Stored records:
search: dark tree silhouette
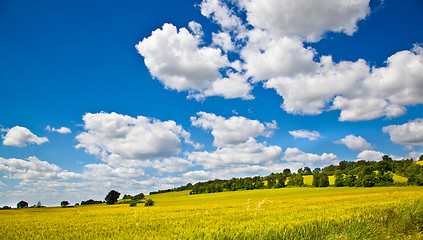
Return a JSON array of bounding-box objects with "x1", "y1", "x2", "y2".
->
[
  {"x1": 105, "y1": 190, "x2": 120, "y2": 205},
  {"x1": 61, "y1": 201, "x2": 70, "y2": 208},
  {"x1": 17, "y1": 201, "x2": 28, "y2": 209}
]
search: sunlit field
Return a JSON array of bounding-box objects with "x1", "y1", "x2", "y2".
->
[{"x1": 1, "y1": 186, "x2": 423, "y2": 239}]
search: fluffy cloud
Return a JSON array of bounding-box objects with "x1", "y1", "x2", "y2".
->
[
  {"x1": 188, "y1": 112, "x2": 284, "y2": 175},
  {"x1": 357, "y1": 150, "x2": 385, "y2": 161},
  {"x1": 212, "y1": 31, "x2": 235, "y2": 52},
  {"x1": 332, "y1": 97, "x2": 406, "y2": 121},
  {"x1": 282, "y1": 148, "x2": 338, "y2": 167},
  {"x1": 2, "y1": 126, "x2": 48, "y2": 147},
  {"x1": 136, "y1": 23, "x2": 255, "y2": 100},
  {"x1": 46, "y1": 126, "x2": 71, "y2": 134},
  {"x1": 364, "y1": 45, "x2": 423, "y2": 106},
  {"x1": 82, "y1": 164, "x2": 145, "y2": 181},
  {"x1": 153, "y1": 157, "x2": 194, "y2": 173},
  {"x1": 264, "y1": 57, "x2": 369, "y2": 115},
  {"x1": 191, "y1": 112, "x2": 276, "y2": 147},
  {"x1": 242, "y1": 35, "x2": 318, "y2": 82},
  {"x1": 239, "y1": 0, "x2": 370, "y2": 42},
  {"x1": 334, "y1": 46, "x2": 423, "y2": 121},
  {"x1": 181, "y1": 161, "x2": 304, "y2": 181},
  {"x1": 200, "y1": 0, "x2": 244, "y2": 33},
  {"x1": 382, "y1": 118, "x2": 423, "y2": 147},
  {"x1": 136, "y1": 24, "x2": 229, "y2": 91},
  {"x1": 188, "y1": 138, "x2": 282, "y2": 169},
  {"x1": 0, "y1": 156, "x2": 81, "y2": 180},
  {"x1": 76, "y1": 112, "x2": 196, "y2": 167},
  {"x1": 192, "y1": 71, "x2": 254, "y2": 100},
  {"x1": 136, "y1": 1, "x2": 422, "y2": 121},
  {"x1": 335, "y1": 134, "x2": 372, "y2": 151},
  {"x1": 289, "y1": 129, "x2": 320, "y2": 141}
]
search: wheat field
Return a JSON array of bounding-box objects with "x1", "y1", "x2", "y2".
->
[{"x1": 1, "y1": 186, "x2": 423, "y2": 239}]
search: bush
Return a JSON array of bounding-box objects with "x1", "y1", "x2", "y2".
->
[
  {"x1": 133, "y1": 193, "x2": 145, "y2": 200},
  {"x1": 144, "y1": 199, "x2": 155, "y2": 207},
  {"x1": 129, "y1": 201, "x2": 137, "y2": 207}
]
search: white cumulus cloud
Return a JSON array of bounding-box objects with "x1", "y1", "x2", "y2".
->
[
  {"x1": 136, "y1": 24, "x2": 232, "y2": 93},
  {"x1": 46, "y1": 126, "x2": 71, "y2": 134},
  {"x1": 289, "y1": 129, "x2": 321, "y2": 141},
  {"x1": 239, "y1": 0, "x2": 370, "y2": 42},
  {"x1": 191, "y1": 112, "x2": 276, "y2": 147},
  {"x1": 0, "y1": 156, "x2": 81, "y2": 180},
  {"x1": 282, "y1": 147, "x2": 338, "y2": 168},
  {"x1": 335, "y1": 134, "x2": 372, "y2": 151},
  {"x1": 188, "y1": 138, "x2": 282, "y2": 169},
  {"x1": 382, "y1": 118, "x2": 423, "y2": 147},
  {"x1": 357, "y1": 150, "x2": 385, "y2": 161},
  {"x1": 2, "y1": 126, "x2": 48, "y2": 147},
  {"x1": 75, "y1": 112, "x2": 196, "y2": 167}
]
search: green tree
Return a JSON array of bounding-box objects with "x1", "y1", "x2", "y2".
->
[
  {"x1": 276, "y1": 175, "x2": 286, "y2": 188},
  {"x1": 144, "y1": 199, "x2": 155, "y2": 207},
  {"x1": 362, "y1": 174, "x2": 377, "y2": 187},
  {"x1": 377, "y1": 172, "x2": 394, "y2": 185},
  {"x1": 61, "y1": 201, "x2": 69, "y2": 208},
  {"x1": 17, "y1": 201, "x2": 28, "y2": 209},
  {"x1": 133, "y1": 193, "x2": 145, "y2": 200},
  {"x1": 122, "y1": 194, "x2": 133, "y2": 200},
  {"x1": 334, "y1": 170, "x2": 345, "y2": 187},
  {"x1": 345, "y1": 175, "x2": 357, "y2": 187},
  {"x1": 288, "y1": 173, "x2": 304, "y2": 186},
  {"x1": 318, "y1": 173, "x2": 329, "y2": 187},
  {"x1": 105, "y1": 190, "x2": 120, "y2": 205},
  {"x1": 303, "y1": 167, "x2": 312, "y2": 175},
  {"x1": 312, "y1": 172, "x2": 320, "y2": 187},
  {"x1": 312, "y1": 168, "x2": 321, "y2": 174},
  {"x1": 283, "y1": 168, "x2": 292, "y2": 177},
  {"x1": 377, "y1": 160, "x2": 392, "y2": 174}
]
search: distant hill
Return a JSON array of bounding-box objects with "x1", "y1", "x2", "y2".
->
[{"x1": 150, "y1": 156, "x2": 423, "y2": 195}]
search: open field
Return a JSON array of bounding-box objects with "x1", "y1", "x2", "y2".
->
[{"x1": 1, "y1": 186, "x2": 423, "y2": 239}]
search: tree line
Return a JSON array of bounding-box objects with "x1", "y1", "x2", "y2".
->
[
  {"x1": 149, "y1": 155, "x2": 423, "y2": 196},
  {"x1": 2, "y1": 190, "x2": 154, "y2": 210}
]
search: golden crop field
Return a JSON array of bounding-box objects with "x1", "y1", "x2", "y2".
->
[{"x1": 1, "y1": 186, "x2": 423, "y2": 239}]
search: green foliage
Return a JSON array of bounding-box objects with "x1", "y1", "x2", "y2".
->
[
  {"x1": 313, "y1": 172, "x2": 329, "y2": 187},
  {"x1": 61, "y1": 201, "x2": 69, "y2": 208},
  {"x1": 144, "y1": 199, "x2": 155, "y2": 207},
  {"x1": 122, "y1": 194, "x2": 132, "y2": 200},
  {"x1": 156, "y1": 158, "x2": 423, "y2": 196},
  {"x1": 334, "y1": 170, "x2": 345, "y2": 187},
  {"x1": 282, "y1": 168, "x2": 292, "y2": 177},
  {"x1": 81, "y1": 199, "x2": 103, "y2": 205},
  {"x1": 105, "y1": 190, "x2": 120, "y2": 205},
  {"x1": 345, "y1": 175, "x2": 357, "y2": 187},
  {"x1": 129, "y1": 201, "x2": 137, "y2": 207},
  {"x1": 318, "y1": 173, "x2": 329, "y2": 187},
  {"x1": 17, "y1": 201, "x2": 28, "y2": 209},
  {"x1": 303, "y1": 166, "x2": 312, "y2": 175},
  {"x1": 132, "y1": 193, "x2": 145, "y2": 200},
  {"x1": 288, "y1": 173, "x2": 304, "y2": 186},
  {"x1": 362, "y1": 175, "x2": 377, "y2": 187}
]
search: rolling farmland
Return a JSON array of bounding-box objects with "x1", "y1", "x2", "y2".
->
[{"x1": 1, "y1": 186, "x2": 422, "y2": 239}]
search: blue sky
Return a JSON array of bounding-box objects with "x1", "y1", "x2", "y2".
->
[{"x1": 1, "y1": 0, "x2": 422, "y2": 206}]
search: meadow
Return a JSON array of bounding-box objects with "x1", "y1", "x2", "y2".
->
[{"x1": 1, "y1": 186, "x2": 423, "y2": 239}]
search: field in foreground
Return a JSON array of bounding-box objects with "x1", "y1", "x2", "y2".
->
[{"x1": 1, "y1": 187, "x2": 423, "y2": 239}]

▶ **WHAT THE TASK REQUIRES**: From the opening line of the entries, copy each line exactly until the line with "search: fluffy cloud", which is copied as well; leave out pictures.

▶ **WRITTEN REPLY**:
search: dark tree silhouette
Return a JSON array of bounding-box objects with "x1", "y1", "x2", "y2".
->
[
  {"x1": 105, "y1": 190, "x2": 120, "y2": 205},
  {"x1": 61, "y1": 201, "x2": 70, "y2": 208},
  {"x1": 17, "y1": 201, "x2": 28, "y2": 209}
]
search: sunlit field
Return a JSON array of bounding-box objects with "x1", "y1", "x2", "y2".
->
[{"x1": 1, "y1": 186, "x2": 423, "y2": 239}]
search: fluffy cloud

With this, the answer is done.